課題内容: フォード・レンジャーの記事にある「2021年、レンジャーが英国で売れた台数は1万7830台。」という一文を英語に訳してください。

読解文:
··········
現行のP375型フォード・レンジャーは、発売から12年目を迎えた。モデルチェンジが控えているが、その最後まで、英国で最も売れているピックアップトラックの地位を譲ることはなかった。

【画像】フォード・レンジャー・ストームトラック 日本メーカーとジープのピックアップも 全121枚

2021年、レンジャーが英国で売れた台数は1万7830台。ピックアップトラックのシェアでは42%にも達する。日産ナバラに三菱L200、フォルクスワーゲン・アマロックの販売が終了したという理由もあるが、感心するほどの割合だ。

ちなみに、英国では商用バンのトランジットも、そのクラスでは最も多売。フォードにとっては、悪くない2021年だったといえる。

そんな現行型のラストを締めくくるべく、英国フォードはレンジャーに特別仕様を4種類用意した。MS-RTリミテッドにラプター・スペシャル、ストームトラック、ウルフトラックという名称が付けられている。

フォードによれば、ウルフトラックは優れた快適性と使い勝手、オフロード性能を求める、屋外での作業に従事する人へ向けたタフなピックアップトラックだという。そんな条件にぴったり、という読者もいらっしゃるだろう。

一方のストームトラックは、アクティブな仕事やライフスタイルをサポートする、突出した能力と装備、個性的なスタイリングを備えたプレミアム・ピックアップだと説明している。今回の試乗車は、こちらだ。

強みと呼べるドライビング体験

売り文句は置いておいて、ウルフトラックは基本的にはレンジャー XLTがベース。アクセサリーを取り付けられるパイプが、荷室に搭載されている。見た目は、グレーの塗装にマットブラックのグリル、17インチアルミホイールなどでコーディネートしてある。

他方、ストームトラックは特別なレッド塗装で仕上げられたダブルキャブ。フロントグリルに赤いアクセントが入り、LEDヘッドライトにボディキット、トノカバーやブラックのリアバンパー、ステッカーなどで差別化が図られている。

レンジャーが英国で人気を保ってきた理由の1つは、手頃な価格設定と、フォードから購入する上でのメリットなどがあった。だがそれだけではなく、ドライビング体験も強みと呼べるものだった。

カタチはピックアップトラックだが、実際に運転した印象は、少し古い大きなSUV。乗り心地と操縦性が、明らかにライバルより優れている。ハンドリングに定評のあるフォードとして、レンジャーにもしっかり力が注がれている。

荷台が空の状態では、重量配分がフロント寄りになり、リアが跳ねて落ち着きがなくなる。しかし荷物を積んだり人を乗せれば、簡単に改善する。

エンジンは商用車的な2.0L 4気筒ディーゼルターボだから、正直いって静かではない。それでも荷物が満載でない限り、充分パワフルに感じられる。カタログ燃費は10.6km/Lとされている。
··········
データ内容:

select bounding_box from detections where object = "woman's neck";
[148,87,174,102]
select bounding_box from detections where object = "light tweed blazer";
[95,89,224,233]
··········
想定解答: In 2021, the Ranger sold 17,830 units in the UK.